What this task involves:
Below are the records; copy each line in which "asphalt" can be found.

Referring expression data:
☆ ☆ ☆
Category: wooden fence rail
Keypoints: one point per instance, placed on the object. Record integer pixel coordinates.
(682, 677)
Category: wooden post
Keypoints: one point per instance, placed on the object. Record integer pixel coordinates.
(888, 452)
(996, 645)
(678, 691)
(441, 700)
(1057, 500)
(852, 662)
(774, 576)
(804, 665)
☆ ☆ ☆
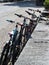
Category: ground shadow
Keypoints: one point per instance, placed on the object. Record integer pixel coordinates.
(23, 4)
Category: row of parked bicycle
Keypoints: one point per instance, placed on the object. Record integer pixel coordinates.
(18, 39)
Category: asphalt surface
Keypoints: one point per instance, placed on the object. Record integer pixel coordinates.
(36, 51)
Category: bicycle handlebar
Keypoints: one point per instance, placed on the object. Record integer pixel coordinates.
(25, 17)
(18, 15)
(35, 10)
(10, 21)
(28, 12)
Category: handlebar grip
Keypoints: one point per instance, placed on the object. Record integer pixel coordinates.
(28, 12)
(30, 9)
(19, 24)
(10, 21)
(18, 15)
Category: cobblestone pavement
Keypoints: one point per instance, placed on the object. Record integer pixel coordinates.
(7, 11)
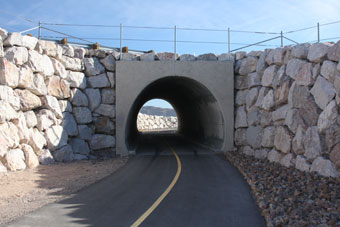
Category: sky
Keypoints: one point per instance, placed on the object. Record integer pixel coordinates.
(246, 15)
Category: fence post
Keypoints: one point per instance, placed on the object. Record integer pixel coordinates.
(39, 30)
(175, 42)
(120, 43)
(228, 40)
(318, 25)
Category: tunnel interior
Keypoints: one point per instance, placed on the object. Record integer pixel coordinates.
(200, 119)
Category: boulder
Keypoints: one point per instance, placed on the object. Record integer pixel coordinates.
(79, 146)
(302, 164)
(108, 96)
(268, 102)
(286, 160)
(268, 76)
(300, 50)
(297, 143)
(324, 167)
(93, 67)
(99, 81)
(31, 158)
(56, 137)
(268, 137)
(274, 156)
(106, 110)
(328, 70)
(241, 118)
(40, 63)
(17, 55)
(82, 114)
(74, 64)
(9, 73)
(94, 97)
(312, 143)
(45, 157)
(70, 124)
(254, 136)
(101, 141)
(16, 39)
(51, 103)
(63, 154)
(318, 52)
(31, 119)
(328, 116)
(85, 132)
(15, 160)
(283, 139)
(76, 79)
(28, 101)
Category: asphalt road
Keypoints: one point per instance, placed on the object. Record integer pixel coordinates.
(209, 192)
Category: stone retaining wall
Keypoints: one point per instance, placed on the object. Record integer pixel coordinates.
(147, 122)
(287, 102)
☆ ☆ ☆
Answer for the task:
Category: asphalt surface
Category: asphalt road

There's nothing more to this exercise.